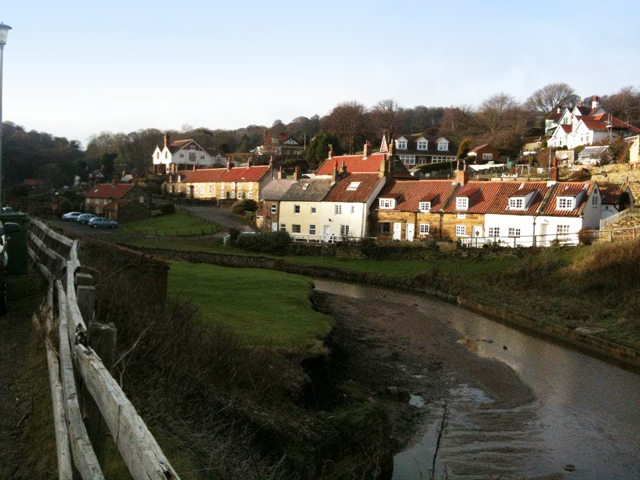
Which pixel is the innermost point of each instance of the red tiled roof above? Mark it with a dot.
(340, 193)
(567, 189)
(236, 174)
(412, 192)
(354, 164)
(109, 190)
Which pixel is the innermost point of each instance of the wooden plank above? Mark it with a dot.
(65, 471)
(56, 236)
(52, 254)
(139, 449)
(84, 457)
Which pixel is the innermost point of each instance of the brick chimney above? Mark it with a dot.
(554, 170)
(462, 175)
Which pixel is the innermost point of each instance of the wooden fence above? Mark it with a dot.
(88, 403)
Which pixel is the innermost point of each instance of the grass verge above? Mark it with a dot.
(179, 223)
(263, 307)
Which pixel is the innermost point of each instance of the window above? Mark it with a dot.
(516, 203)
(408, 159)
(565, 203)
(387, 203)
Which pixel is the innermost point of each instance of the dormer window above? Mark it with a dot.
(516, 203)
(425, 206)
(462, 203)
(565, 203)
(387, 203)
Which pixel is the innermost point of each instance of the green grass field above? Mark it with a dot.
(263, 307)
(178, 223)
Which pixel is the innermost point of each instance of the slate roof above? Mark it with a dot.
(409, 193)
(236, 174)
(354, 164)
(109, 190)
(276, 189)
(341, 192)
(308, 190)
(432, 146)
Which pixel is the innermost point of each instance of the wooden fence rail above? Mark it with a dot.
(76, 367)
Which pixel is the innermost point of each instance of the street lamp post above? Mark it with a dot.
(4, 31)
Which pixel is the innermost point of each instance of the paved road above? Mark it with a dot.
(222, 217)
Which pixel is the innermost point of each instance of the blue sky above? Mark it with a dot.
(74, 68)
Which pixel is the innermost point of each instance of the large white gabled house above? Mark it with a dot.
(181, 155)
(584, 125)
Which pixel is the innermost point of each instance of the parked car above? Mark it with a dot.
(84, 218)
(101, 222)
(71, 216)
(5, 232)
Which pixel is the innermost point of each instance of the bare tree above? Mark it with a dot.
(347, 120)
(387, 116)
(545, 99)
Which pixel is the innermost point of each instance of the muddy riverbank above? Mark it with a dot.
(521, 407)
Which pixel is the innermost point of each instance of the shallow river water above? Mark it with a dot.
(586, 412)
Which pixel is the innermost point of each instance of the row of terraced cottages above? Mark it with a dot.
(372, 195)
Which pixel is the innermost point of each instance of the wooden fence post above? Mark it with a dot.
(102, 339)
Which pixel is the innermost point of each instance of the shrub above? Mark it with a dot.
(233, 233)
(168, 209)
(585, 236)
(274, 243)
(249, 205)
(237, 209)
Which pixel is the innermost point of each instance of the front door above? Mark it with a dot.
(397, 231)
(411, 230)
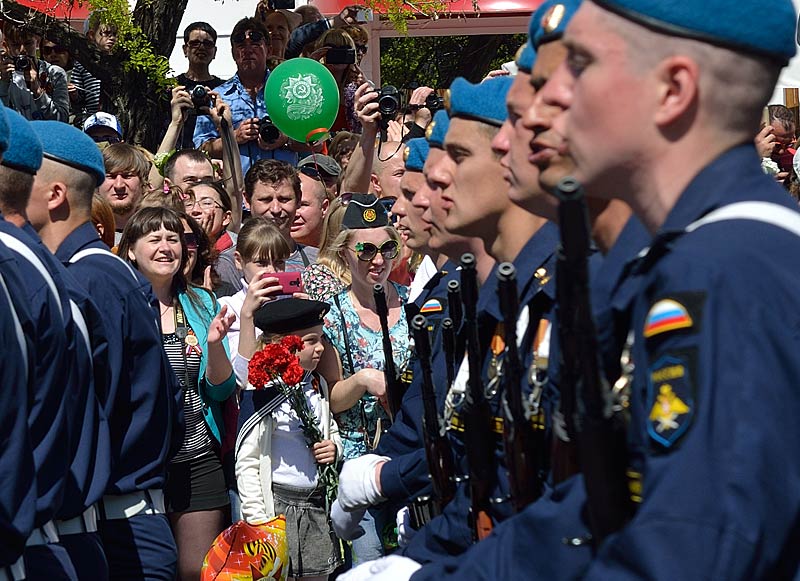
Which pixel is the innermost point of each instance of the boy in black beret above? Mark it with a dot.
(281, 468)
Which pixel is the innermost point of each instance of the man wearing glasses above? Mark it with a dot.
(199, 48)
(245, 95)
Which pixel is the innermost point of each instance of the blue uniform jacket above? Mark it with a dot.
(17, 476)
(449, 534)
(211, 395)
(146, 435)
(714, 428)
(90, 449)
(56, 362)
(406, 476)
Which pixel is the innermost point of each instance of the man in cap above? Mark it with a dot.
(67, 335)
(690, 154)
(272, 189)
(103, 127)
(131, 520)
(323, 168)
(18, 487)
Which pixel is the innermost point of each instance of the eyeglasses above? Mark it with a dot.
(106, 138)
(313, 172)
(205, 203)
(191, 240)
(366, 251)
(253, 35)
(199, 43)
(52, 49)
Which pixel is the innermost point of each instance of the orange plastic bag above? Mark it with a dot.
(245, 552)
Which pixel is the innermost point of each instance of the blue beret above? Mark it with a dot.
(438, 129)
(66, 144)
(416, 153)
(24, 151)
(484, 102)
(4, 133)
(765, 27)
(550, 20)
(526, 56)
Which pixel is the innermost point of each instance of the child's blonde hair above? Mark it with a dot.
(260, 240)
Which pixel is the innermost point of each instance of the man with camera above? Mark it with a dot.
(33, 88)
(256, 136)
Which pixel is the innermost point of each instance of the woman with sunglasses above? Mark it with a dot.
(194, 330)
(368, 245)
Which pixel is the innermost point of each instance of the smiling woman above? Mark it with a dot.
(194, 330)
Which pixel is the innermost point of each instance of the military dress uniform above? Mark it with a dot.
(142, 401)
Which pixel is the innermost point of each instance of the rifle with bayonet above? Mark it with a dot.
(523, 444)
(585, 394)
(476, 413)
(394, 387)
(437, 445)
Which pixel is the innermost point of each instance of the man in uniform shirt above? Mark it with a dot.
(132, 522)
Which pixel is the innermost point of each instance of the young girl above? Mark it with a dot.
(276, 465)
(260, 249)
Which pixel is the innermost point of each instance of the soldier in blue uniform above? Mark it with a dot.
(131, 521)
(63, 390)
(18, 484)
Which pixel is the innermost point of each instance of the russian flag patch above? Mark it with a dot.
(666, 315)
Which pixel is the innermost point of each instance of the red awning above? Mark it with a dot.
(330, 7)
(61, 9)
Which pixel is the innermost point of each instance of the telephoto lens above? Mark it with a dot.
(267, 130)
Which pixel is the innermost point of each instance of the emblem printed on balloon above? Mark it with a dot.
(303, 95)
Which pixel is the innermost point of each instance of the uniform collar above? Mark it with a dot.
(83, 236)
(718, 184)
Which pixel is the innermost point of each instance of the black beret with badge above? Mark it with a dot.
(364, 211)
(287, 315)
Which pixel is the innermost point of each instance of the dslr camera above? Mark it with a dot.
(201, 98)
(267, 130)
(388, 103)
(22, 63)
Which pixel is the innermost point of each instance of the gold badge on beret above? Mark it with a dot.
(553, 17)
(429, 130)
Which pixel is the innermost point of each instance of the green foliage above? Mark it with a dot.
(399, 12)
(131, 41)
(434, 61)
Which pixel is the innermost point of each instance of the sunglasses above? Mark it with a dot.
(191, 240)
(366, 251)
(199, 43)
(313, 172)
(253, 35)
(52, 49)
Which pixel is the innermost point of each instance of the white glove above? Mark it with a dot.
(357, 485)
(345, 524)
(391, 568)
(405, 532)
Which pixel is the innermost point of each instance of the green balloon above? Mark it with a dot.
(302, 99)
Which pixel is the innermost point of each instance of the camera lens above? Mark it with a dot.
(22, 63)
(388, 102)
(267, 130)
(200, 97)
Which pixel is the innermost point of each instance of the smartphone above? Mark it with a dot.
(340, 55)
(290, 281)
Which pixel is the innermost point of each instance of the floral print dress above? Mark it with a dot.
(359, 424)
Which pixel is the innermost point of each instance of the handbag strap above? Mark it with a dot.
(344, 335)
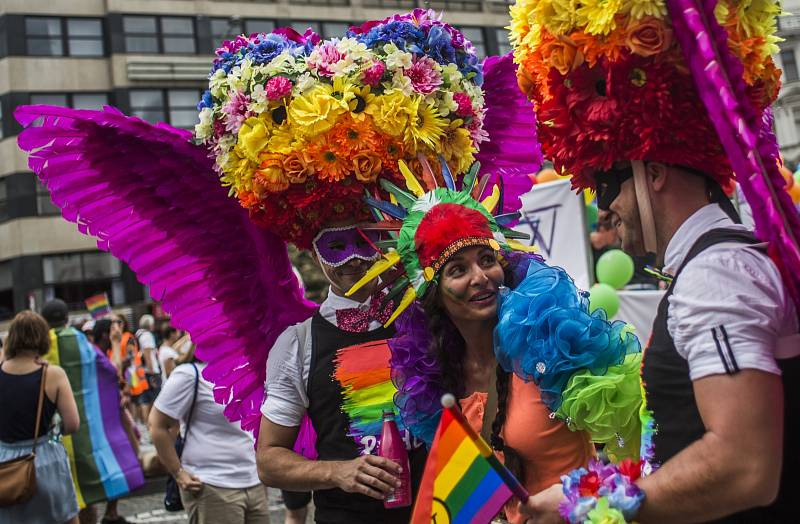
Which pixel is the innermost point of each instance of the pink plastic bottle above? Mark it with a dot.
(394, 448)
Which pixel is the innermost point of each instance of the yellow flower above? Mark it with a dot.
(392, 112)
(597, 16)
(456, 146)
(557, 16)
(315, 111)
(254, 136)
(426, 126)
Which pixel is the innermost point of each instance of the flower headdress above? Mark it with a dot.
(299, 126)
(610, 82)
(430, 226)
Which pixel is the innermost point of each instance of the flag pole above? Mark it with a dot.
(519, 491)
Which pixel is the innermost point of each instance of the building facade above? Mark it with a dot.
(149, 58)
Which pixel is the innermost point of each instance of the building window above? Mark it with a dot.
(53, 36)
(225, 29)
(258, 26)
(152, 34)
(44, 202)
(475, 35)
(503, 44)
(177, 107)
(6, 291)
(3, 201)
(74, 277)
(789, 64)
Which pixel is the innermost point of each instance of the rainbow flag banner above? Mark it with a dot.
(463, 481)
(98, 305)
(102, 459)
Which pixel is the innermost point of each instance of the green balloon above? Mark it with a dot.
(615, 268)
(591, 217)
(603, 296)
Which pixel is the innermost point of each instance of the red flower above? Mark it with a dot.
(589, 484)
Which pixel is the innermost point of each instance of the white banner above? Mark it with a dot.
(555, 218)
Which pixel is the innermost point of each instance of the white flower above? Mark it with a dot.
(204, 129)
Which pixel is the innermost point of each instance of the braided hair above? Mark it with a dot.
(449, 347)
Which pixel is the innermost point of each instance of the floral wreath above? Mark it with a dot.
(299, 126)
(610, 83)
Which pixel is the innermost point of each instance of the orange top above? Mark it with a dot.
(547, 447)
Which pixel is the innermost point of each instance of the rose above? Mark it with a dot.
(564, 54)
(648, 36)
(297, 168)
(367, 166)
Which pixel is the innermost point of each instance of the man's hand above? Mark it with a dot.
(188, 482)
(369, 475)
(542, 508)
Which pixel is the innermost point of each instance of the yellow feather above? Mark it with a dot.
(378, 268)
(490, 202)
(408, 298)
(412, 183)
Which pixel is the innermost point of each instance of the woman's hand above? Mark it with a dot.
(542, 508)
(188, 482)
(369, 475)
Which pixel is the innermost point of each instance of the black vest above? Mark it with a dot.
(670, 395)
(332, 425)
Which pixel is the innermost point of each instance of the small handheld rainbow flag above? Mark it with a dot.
(98, 305)
(463, 481)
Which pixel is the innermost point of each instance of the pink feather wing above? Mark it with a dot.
(153, 200)
(747, 138)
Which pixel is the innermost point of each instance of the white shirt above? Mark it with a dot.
(147, 340)
(216, 450)
(729, 309)
(165, 353)
(288, 367)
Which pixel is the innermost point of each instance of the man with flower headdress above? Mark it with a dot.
(300, 132)
(655, 105)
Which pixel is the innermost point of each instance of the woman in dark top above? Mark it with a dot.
(21, 373)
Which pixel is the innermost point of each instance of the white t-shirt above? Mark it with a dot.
(147, 340)
(729, 309)
(288, 367)
(165, 353)
(216, 450)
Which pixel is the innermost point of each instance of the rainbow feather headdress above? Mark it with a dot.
(299, 126)
(429, 225)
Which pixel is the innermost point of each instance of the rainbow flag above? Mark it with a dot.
(98, 305)
(364, 374)
(463, 481)
(102, 460)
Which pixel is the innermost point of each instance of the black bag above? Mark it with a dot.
(172, 497)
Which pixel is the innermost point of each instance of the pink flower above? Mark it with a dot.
(324, 58)
(464, 104)
(373, 75)
(236, 112)
(424, 76)
(278, 87)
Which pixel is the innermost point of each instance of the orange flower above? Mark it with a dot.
(329, 162)
(297, 167)
(367, 166)
(270, 173)
(562, 54)
(648, 36)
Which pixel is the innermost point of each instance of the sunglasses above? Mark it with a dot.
(609, 184)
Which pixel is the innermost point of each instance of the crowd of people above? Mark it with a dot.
(431, 290)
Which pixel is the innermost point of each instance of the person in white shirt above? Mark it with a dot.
(721, 368)
(167, 355)
(216, 473)
(348, 479)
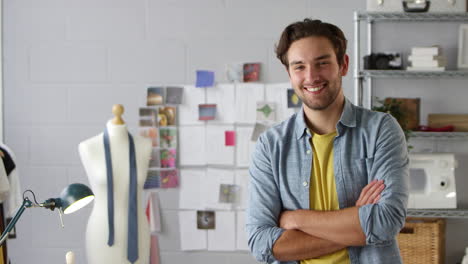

+ + + + +

__To do__. An exact copy of the lines from the one with "feather headdress above? Mark it with a dot." through the end of the entries above, both included, is the whole answer. It contains no pictures.

__Answer to this problem__.
Which pixel is the innermost point of each instance of the rainbow feather headdress above? Mark it with a dot.
(299, 126)
(429, 225)
Which pixel is the innermost point of each instance of the rainbow flag above? Mark it with a dot.
(98, 305)
(364, 374)
(463, 481)
(102, 460)
Which pixel is the innermost point of each instance of the black bag above? Mark it with a dot.
(172, 497)
Which pixel is the innermost point of each instance of the pink flower above? Mark it with a dot.
(324, 58)
(464, 104)
(373, 75)
(236, 112)
(424, 76)
(278, 87)
Which pixel is the innermost point of each instance of the orange flower above? Mark it with a dot.
(329, 162)
(297, 167)
(367, 166)
(270, 173)
(562, 54)
(648, 36)
Which pixel is the innermost point of each instance of the sunglasses above? Mark it with a dot.
(609, 184)
Which pixel is the innermost point of each instance of the crowd of people above? Mark it with a dot.
(431, 290)
Which pixel is the innermost point of each instance of the person in white shirt above? Mark it with a dot.
(721, 368)
(167, 355)
(216, 473)
(348, 479)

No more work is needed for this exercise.